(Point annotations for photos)
§
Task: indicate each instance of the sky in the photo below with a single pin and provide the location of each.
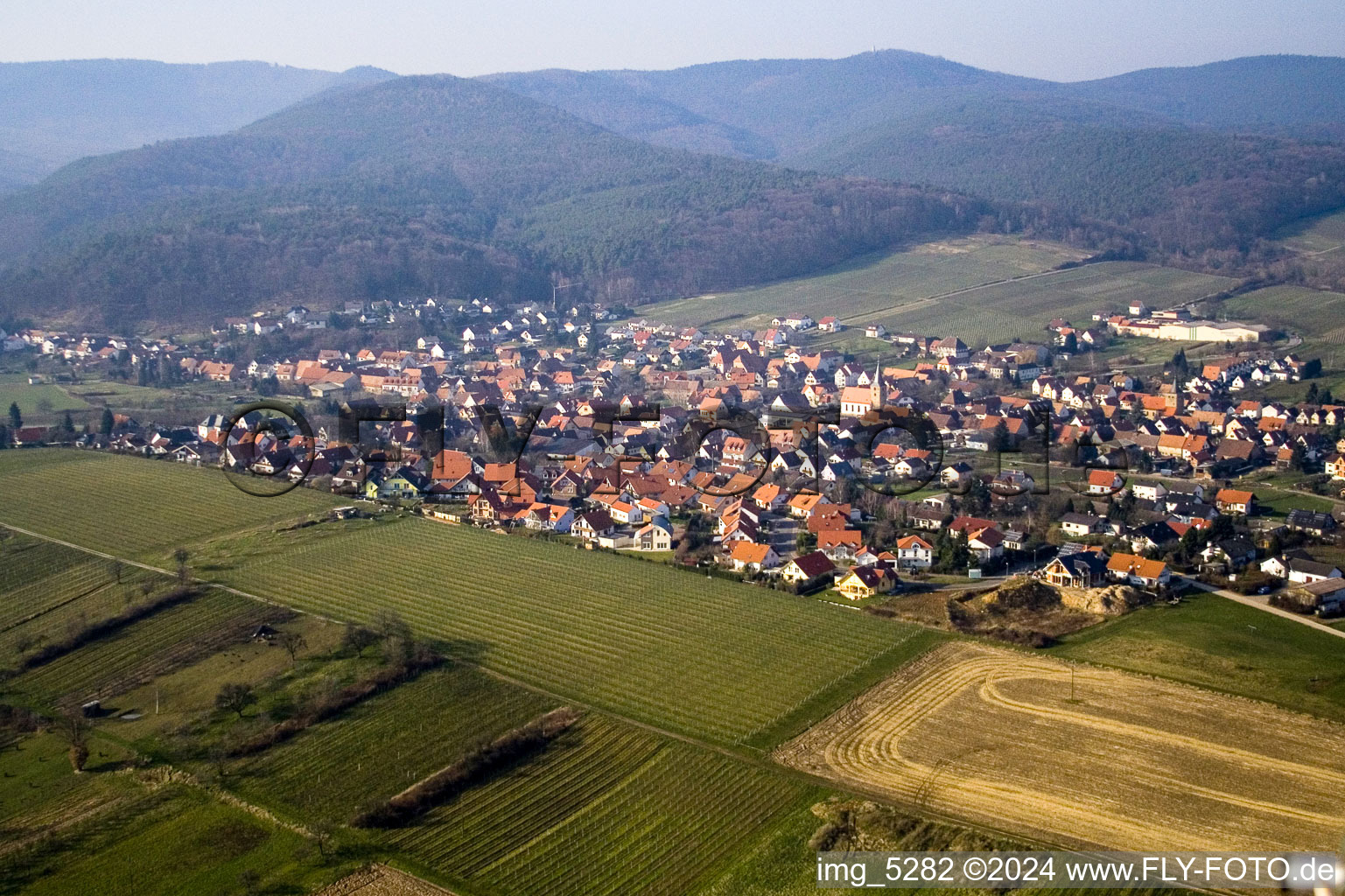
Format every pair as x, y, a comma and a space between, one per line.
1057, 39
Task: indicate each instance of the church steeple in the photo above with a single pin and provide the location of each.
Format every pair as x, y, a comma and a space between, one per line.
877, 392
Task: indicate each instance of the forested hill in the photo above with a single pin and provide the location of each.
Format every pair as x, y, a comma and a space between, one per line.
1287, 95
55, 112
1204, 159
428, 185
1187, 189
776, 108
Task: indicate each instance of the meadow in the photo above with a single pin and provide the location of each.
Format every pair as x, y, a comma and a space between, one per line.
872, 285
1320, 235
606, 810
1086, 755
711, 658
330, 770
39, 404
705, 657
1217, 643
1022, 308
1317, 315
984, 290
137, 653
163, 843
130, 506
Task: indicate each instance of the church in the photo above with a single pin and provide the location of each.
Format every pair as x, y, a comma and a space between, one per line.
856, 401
§
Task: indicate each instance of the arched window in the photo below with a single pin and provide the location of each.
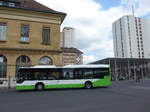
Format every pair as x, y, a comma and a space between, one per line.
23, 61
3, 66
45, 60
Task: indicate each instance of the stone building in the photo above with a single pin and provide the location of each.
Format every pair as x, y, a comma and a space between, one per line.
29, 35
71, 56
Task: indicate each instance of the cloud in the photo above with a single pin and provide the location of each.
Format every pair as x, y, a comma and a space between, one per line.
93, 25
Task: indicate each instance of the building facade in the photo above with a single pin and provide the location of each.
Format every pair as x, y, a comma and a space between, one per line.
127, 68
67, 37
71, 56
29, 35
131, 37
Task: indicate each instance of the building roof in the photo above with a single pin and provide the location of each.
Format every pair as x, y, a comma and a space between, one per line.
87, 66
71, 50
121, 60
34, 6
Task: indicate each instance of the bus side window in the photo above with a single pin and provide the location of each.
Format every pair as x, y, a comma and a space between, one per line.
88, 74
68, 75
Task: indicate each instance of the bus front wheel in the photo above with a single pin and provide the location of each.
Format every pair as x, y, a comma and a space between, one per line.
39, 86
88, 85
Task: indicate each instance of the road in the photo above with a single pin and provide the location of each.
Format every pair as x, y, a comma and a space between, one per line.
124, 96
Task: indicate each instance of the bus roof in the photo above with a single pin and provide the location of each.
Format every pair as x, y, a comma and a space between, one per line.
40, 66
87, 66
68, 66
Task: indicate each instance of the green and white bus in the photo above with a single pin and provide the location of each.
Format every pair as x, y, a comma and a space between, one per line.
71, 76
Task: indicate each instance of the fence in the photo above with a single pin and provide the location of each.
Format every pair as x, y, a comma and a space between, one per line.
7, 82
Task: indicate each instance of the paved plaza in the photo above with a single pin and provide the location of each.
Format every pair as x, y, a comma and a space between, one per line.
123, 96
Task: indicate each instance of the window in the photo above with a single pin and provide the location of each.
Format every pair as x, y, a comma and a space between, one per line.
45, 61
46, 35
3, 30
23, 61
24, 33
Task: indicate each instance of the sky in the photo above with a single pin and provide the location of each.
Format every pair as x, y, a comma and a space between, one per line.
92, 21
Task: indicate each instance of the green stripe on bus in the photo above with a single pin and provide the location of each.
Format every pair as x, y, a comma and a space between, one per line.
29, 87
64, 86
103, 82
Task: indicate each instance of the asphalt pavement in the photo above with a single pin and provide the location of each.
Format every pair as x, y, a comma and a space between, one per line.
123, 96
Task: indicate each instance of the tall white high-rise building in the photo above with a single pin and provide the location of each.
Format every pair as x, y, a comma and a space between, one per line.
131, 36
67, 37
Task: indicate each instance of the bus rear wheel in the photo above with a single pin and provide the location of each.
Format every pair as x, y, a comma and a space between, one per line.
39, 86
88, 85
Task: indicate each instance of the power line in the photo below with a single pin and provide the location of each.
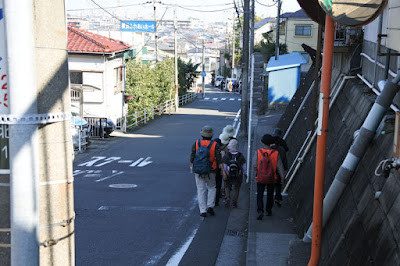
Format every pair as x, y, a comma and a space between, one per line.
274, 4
§
**Requirement:**
Count the lines in the records above that contain the string "wheel" with matching case, and reply with only that number.

**Task result:**
2